═══ Information given
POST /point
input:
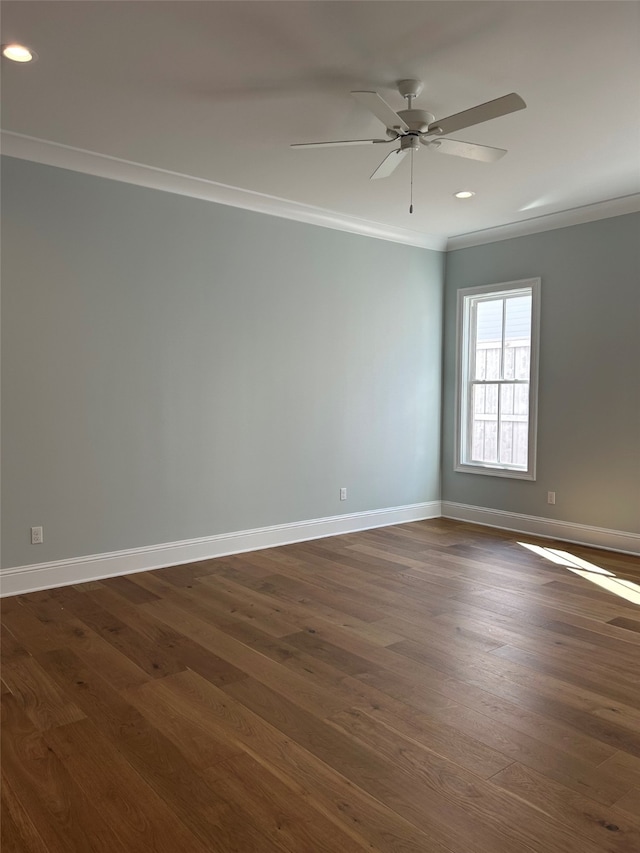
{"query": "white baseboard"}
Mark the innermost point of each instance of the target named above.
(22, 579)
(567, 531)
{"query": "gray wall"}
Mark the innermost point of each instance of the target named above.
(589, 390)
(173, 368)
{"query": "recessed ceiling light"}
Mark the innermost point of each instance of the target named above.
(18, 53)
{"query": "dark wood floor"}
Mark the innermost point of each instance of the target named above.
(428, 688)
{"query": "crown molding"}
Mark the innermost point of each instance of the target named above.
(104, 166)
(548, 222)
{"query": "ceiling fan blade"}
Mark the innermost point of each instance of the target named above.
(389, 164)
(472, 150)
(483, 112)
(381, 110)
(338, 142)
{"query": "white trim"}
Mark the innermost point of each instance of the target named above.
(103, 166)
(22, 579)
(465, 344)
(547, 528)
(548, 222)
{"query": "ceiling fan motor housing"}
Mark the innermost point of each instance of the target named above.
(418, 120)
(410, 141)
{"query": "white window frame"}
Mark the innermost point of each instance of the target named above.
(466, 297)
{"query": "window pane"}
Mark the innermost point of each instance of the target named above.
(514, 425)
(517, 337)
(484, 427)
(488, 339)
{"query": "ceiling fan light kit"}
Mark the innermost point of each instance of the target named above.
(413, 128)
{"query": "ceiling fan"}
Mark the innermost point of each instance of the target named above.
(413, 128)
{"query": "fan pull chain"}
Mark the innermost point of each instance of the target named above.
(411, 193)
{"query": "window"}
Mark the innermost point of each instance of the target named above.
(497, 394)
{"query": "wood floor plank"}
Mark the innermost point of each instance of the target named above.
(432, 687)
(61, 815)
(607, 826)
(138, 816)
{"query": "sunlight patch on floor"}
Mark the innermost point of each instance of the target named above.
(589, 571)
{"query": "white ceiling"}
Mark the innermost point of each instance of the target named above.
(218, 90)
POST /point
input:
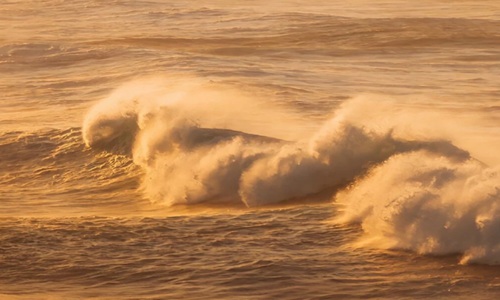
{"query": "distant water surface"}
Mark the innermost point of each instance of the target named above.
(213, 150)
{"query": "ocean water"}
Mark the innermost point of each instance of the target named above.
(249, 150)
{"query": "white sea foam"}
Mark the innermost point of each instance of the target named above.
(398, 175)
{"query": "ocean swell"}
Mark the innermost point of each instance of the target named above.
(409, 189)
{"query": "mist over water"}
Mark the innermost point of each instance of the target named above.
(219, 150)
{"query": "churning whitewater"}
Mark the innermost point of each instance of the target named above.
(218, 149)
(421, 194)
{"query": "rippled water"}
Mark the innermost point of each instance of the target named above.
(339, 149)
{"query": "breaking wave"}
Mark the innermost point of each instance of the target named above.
══════
Exercise aim -> Check each line of the records above for the word "ocean", count the lines that have it, and give only the count.

Task output -> 2